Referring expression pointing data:
··········
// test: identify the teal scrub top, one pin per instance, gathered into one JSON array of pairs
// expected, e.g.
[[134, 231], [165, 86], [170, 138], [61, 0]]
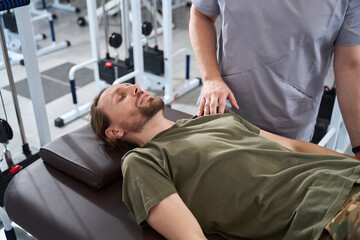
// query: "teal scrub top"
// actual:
[[275, 54]]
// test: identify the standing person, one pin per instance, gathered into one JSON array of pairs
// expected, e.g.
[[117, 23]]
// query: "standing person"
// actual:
[[272, 59]]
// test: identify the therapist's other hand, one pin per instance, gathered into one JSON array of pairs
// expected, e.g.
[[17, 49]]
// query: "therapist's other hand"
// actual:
[[213, 97]]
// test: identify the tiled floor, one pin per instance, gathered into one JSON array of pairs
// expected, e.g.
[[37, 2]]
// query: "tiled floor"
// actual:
[[66, 28]]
··········
Return every record exactly, without the pictures.

// test: identify the teal scrub top, one pin per instance, gathered into one JSON array of pairs
// expected, e.g.
[[134, 231], [165, 86], [170, 138], [61, 0]]
// query: "teal scrub top"
// actual:
[[275, 54]]
// test: identify the standing person, one pin per instance, gathered into one JSON array of pairs
// expected, e.g.
[[117, 23]]
// query: "standing person"
// actual:
[[272, 59]]
// test: identify the therapist's other hand, one pin per instance, gathered into one JSON array of pairs
// expected, e.g.
[[17, 49]]
// query: "therapist's other hand"
// actual:
[[213, 97]]
// test: identify the tiled floor, one pin per instance, gathered into one JSON array of pairs
// expected, e.g.
[[37, 2]]
// query: "tiled floor"
// actual:
[[66, 28]]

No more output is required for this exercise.